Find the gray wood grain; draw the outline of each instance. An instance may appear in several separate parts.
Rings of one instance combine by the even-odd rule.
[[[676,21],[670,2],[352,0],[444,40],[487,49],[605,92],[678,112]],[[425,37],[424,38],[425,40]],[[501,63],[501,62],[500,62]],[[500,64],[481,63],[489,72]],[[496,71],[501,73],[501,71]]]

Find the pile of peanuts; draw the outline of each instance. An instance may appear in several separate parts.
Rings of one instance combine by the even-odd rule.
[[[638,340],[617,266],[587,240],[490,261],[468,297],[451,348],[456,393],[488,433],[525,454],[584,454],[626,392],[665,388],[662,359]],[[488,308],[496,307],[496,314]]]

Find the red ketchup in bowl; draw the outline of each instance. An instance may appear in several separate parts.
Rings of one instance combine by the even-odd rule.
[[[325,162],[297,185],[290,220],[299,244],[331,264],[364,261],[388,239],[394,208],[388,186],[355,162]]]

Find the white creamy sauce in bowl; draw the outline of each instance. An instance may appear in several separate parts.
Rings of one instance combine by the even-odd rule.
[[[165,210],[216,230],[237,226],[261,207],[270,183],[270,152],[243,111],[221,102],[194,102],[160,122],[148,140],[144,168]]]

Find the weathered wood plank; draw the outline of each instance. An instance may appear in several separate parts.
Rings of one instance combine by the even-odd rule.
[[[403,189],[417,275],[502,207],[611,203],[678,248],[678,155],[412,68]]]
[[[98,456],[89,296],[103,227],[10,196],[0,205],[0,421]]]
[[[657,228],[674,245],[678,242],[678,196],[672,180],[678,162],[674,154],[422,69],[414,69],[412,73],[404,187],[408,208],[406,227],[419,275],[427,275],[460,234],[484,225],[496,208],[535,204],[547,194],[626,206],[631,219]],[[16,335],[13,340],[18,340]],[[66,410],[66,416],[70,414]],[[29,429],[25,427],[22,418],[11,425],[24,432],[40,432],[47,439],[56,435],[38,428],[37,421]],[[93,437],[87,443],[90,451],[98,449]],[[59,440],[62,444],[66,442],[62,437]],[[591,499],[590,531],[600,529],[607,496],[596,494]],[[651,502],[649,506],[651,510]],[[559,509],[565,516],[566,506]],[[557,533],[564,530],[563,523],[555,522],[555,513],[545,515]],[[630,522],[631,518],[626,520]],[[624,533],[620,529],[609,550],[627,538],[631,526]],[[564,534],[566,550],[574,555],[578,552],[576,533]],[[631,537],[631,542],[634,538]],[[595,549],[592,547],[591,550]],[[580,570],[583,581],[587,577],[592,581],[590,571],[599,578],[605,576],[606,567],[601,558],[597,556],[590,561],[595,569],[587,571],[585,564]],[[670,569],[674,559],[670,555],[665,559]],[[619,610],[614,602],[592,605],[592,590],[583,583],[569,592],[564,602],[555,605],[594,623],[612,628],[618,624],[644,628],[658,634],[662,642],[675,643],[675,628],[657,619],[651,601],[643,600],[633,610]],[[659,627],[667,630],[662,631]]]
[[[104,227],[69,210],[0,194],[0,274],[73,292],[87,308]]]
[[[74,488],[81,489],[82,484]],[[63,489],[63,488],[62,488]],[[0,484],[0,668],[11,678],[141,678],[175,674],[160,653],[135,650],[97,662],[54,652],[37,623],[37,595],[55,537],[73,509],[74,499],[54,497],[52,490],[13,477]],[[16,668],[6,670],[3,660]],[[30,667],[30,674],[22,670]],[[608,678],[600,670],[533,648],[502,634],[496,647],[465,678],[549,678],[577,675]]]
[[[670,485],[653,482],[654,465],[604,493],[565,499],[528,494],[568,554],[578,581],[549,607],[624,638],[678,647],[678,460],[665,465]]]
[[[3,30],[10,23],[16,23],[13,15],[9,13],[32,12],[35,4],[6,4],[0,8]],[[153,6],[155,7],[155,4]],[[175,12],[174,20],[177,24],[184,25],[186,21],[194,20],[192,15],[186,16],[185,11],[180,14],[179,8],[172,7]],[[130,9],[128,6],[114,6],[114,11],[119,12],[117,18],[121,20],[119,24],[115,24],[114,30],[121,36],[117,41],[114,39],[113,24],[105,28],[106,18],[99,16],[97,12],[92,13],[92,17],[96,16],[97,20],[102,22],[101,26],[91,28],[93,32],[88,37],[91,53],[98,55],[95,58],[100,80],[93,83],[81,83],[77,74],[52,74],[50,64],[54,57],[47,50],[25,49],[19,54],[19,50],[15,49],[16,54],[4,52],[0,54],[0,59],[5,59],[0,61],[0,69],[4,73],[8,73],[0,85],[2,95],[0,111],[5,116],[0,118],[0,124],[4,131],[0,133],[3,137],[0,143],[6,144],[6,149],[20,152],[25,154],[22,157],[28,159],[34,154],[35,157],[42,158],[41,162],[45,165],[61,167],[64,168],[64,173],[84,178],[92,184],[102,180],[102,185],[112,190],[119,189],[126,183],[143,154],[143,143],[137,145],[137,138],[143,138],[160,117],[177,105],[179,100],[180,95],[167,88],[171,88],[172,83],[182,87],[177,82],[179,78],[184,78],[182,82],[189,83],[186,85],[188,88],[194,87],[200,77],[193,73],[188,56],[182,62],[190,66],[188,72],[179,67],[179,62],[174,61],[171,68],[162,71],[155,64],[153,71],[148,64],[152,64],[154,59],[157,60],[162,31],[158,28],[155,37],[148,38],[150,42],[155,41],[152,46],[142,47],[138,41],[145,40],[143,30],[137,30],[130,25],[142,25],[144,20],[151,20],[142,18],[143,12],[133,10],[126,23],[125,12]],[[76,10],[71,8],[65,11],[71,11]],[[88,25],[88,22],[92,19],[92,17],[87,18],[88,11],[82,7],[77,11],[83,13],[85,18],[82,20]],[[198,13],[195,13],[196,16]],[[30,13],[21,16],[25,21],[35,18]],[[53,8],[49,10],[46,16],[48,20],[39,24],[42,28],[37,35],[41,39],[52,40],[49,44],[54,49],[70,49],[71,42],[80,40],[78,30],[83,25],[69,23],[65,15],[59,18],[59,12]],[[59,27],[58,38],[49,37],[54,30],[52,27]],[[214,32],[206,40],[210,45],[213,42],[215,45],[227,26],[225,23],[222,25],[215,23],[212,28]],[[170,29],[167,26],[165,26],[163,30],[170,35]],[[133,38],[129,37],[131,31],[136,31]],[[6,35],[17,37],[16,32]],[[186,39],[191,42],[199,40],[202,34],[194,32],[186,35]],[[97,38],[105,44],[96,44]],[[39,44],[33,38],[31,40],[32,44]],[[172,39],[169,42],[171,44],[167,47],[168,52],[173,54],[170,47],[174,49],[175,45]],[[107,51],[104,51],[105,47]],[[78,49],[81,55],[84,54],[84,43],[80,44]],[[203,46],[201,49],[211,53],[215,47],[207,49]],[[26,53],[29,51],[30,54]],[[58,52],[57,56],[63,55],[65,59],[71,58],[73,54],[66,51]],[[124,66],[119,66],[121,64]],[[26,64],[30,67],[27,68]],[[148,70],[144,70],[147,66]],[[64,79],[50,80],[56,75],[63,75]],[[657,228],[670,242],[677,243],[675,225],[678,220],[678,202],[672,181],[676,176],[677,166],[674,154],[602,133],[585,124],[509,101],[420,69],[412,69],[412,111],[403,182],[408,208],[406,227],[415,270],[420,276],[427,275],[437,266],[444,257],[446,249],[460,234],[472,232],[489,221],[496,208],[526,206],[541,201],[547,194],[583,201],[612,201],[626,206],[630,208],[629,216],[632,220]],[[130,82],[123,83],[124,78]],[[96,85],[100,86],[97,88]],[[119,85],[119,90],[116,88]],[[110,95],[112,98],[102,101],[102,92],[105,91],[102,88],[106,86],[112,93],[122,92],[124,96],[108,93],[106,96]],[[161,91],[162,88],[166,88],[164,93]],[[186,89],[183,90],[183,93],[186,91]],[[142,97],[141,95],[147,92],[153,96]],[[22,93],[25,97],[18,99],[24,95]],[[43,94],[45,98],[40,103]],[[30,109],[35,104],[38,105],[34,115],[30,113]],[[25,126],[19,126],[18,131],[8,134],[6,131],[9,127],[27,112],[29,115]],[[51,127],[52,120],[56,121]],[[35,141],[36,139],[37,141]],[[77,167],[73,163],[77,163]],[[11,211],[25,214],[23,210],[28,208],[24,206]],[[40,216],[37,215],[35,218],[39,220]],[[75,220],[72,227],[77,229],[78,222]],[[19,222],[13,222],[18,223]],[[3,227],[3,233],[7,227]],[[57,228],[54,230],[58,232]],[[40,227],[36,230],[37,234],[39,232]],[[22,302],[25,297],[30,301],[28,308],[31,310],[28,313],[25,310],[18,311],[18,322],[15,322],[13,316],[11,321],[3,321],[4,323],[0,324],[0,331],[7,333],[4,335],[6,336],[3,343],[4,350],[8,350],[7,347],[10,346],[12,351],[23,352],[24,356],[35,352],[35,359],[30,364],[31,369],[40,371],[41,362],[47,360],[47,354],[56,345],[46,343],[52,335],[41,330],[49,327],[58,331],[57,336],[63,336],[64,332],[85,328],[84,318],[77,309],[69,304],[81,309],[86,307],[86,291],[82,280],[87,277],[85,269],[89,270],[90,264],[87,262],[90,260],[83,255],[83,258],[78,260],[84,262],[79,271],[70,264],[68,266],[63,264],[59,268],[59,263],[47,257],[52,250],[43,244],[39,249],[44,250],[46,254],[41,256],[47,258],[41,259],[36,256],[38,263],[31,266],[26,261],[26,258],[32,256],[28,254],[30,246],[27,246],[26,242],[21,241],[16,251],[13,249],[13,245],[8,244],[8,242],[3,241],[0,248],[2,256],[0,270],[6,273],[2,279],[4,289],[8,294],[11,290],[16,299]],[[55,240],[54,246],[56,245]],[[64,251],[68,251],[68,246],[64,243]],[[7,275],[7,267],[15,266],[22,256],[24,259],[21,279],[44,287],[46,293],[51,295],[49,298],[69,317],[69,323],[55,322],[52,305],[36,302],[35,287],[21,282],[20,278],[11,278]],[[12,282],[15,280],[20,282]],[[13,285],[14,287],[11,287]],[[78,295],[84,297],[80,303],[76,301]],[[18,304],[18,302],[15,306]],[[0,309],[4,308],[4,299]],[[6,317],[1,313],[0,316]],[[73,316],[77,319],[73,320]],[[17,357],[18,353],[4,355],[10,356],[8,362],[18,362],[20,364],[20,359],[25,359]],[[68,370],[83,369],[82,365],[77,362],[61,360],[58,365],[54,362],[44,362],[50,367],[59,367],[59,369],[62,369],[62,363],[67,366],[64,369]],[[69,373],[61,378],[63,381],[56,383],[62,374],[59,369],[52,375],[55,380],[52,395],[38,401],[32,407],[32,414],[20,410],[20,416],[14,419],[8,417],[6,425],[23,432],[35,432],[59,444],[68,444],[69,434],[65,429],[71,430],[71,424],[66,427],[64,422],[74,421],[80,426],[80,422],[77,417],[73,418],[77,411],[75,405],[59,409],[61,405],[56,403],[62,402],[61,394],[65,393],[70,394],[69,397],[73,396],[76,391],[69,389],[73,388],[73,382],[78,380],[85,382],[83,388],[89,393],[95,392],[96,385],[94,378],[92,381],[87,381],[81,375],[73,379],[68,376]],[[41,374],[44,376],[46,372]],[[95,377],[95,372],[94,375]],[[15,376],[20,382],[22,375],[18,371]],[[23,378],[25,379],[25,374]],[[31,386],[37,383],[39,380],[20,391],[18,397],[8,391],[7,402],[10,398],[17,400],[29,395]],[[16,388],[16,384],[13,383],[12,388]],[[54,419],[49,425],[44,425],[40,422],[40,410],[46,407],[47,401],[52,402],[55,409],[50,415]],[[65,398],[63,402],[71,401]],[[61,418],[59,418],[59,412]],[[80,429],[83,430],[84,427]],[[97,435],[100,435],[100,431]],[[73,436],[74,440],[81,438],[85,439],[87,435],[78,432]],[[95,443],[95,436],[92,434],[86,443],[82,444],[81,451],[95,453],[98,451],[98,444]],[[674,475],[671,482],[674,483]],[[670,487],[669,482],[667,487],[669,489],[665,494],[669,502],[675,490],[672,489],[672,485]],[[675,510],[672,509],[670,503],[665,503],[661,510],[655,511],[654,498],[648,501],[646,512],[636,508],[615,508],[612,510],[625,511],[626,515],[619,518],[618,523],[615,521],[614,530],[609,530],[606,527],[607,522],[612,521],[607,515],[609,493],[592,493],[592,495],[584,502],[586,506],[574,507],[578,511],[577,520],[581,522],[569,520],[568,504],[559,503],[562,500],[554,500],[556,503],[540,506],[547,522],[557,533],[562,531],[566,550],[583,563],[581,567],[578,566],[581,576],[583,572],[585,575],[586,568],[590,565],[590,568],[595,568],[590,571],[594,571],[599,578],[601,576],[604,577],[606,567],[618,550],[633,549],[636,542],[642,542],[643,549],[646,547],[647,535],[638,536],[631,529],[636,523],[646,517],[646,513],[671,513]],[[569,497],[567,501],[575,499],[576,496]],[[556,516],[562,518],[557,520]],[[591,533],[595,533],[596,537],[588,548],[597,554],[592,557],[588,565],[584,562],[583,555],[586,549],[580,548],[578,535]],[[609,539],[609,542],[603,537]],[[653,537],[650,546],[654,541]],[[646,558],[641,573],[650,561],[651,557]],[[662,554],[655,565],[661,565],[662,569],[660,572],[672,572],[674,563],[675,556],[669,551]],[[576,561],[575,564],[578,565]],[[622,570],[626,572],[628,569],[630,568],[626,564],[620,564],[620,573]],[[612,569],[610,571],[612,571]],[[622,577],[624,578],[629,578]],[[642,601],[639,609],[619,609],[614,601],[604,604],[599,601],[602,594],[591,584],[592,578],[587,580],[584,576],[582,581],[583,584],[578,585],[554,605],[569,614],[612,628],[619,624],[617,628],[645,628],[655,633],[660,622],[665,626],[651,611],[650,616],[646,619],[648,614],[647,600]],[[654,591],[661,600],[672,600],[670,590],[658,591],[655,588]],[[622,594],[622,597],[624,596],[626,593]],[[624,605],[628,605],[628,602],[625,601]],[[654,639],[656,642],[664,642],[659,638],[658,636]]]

__GIVEN EXERCISE__
Transcribe the rows above precisely as they appear, from the line with "Find the weathered" to the line with "[[[98,456],[89,296],[103,227],[10,196],[0,205],[0,421]]]", including both of those lines.

__RESPONSE TO THIS TASK__
Find the weathered wood plank; draw the outline of each instance. An instance may appear in several separate parts.
Rings of one instance combine by the even-odd rule.
[[[403,189],[417,275],[502,207],[611,203],[678,248],[678,155],[412,68]]]
[[[98,456],[89,296],[103,227],[10,196],[0,205],[0,421]]]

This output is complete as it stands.